## Your goal
Could you retype every line of the data underneath without altering anything?

## Items from a dataset
------
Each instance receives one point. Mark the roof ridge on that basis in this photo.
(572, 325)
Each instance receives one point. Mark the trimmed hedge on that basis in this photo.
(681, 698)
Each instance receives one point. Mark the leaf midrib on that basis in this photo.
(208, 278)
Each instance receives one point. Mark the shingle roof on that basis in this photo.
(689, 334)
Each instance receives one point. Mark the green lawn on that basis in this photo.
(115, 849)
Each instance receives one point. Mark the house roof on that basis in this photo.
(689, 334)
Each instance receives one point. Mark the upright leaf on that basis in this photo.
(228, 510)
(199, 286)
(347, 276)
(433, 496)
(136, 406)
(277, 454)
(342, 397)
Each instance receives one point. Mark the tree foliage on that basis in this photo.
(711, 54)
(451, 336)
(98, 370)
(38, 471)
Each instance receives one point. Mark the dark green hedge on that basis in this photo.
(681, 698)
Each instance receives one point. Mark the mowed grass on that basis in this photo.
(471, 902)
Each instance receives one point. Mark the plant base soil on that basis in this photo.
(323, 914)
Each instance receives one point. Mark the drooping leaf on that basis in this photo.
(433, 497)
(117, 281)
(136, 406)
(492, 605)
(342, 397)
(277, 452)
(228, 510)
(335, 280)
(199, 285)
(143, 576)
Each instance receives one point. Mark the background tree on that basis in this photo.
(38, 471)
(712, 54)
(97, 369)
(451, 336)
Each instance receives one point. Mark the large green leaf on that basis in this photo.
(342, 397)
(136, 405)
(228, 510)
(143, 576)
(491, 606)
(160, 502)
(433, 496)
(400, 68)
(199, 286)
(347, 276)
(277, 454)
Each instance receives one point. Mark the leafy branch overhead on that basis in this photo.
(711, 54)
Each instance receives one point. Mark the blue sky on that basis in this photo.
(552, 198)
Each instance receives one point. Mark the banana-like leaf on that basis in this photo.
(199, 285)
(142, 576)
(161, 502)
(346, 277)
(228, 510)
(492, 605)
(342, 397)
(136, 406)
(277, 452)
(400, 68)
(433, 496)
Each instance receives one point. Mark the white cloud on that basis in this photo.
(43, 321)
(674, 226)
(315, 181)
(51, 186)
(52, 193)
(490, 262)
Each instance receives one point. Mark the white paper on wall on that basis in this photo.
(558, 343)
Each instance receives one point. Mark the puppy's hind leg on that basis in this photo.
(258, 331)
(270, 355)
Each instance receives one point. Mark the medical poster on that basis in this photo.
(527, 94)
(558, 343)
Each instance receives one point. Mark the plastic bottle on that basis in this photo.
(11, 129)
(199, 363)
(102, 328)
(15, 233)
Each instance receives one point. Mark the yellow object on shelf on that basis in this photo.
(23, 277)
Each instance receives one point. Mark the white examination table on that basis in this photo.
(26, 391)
------
## Response
Each instance receives one point. Mark the roof ridge on that basis in this photo.
(572, 325)
Each instance receives one point. Mark the trimmed hedge on that basis in this photo.
(681, 698)
Each instance receives one point. Mark the leaf midrib on that basis in this photo.
(208, 278)
Each instance receives one point. Mark the shingle roof on that basis in this photo.
(689, 334)
Each instance receives one point. Mark the green lawn on that basis in this photo.
(115, 849)
Each instance receives one point. Mark the house roof on that basis in this photo.
(689, 334)
Each instance receives one point. Mark the upright leaf on that basis in this photo.
(228, 510)
(199, 286)
(347, 276)
(433, 496)
(136, 406)
(277, 454)
(342, 397)
Each instance receives one point. Mark the tree foliage on that basis in this photo.
(711, 54)
(451, 336)
(98, 370)
(38, 471)
Each instance receives one point. Mark the dark green hedge on that basis in this photo.
(681, 698)
Each instance receives one point. Mark the mowed grass on that basis in this photo.
(471, 902)
Each instance receives one point. Mark the plant base soil on that basis in this photo.
(323, 914)
Each instance receives one point. Mark the drooping leaf on that basis in this photo.
(433, 497)
(117, 281)
(136, 406)
(492, 605)
(342, 397)
(277, 452)
(228, 510)
(335, 280)
(199, 285)
(143, 576)
Each instance receives one point. Mark the background tree on that basis in this photo.
(38, 471)
(712, 54)
(97, 369)
(451, 336)
Each instance receives one point. Mark the large green leaf on that basis in this photo.
(342, 397)
(136, 405)
(228, 510)
(143, 576)
(491, 606)
(160, 502)
(433, 496)
(400, 68)
(199, 286)
(347, 276)
(277, 454)
Each instance receives one point. Mark the leafy branch overhead on that basis in this photo.
(711, 54)
Each instance receives one point. Mark the blue sky on that basis in this photo.
(552, 198)
Each instance receives one point. Mark the banana-like leaf on that basis in this photo.
(199, 285)
(142, 576)
(161, 502)
(346, 277)
(228, 510)
(492, 605)
(342, 397)
(136, 406)
(277, 452)
(400, 68)
(433, 496)
Each instance receives one point. Mark the white cloud on that basis in this photo.
(43, 321)
(674, 226)
(315, 181)
(51, 186)
(52, 193)
(490, 262)
Each instance receives one point. Mark the white paper on wall on that basis in this photo.
(558, 343)
Each instance receives one point. Mark the puppy's hind leg on that basis in this photo.
(258, 331)
(270, 355)
Each instance receives one point. Mark the medical poster on that basis in this photo.
(527, 94)
(558, 343)
Each instance receives one point. Mark the plastic bottle on that basis in this photo.
(11, 129)
(199, 363)
(102, 328)
(15, 233)
Each instance receives one point. Mark the yellow object on shelf on that basis in this photo.
(23, 277)
Each instance receives one point. Mark the white examination table on that basis in this photo.
(26, 391)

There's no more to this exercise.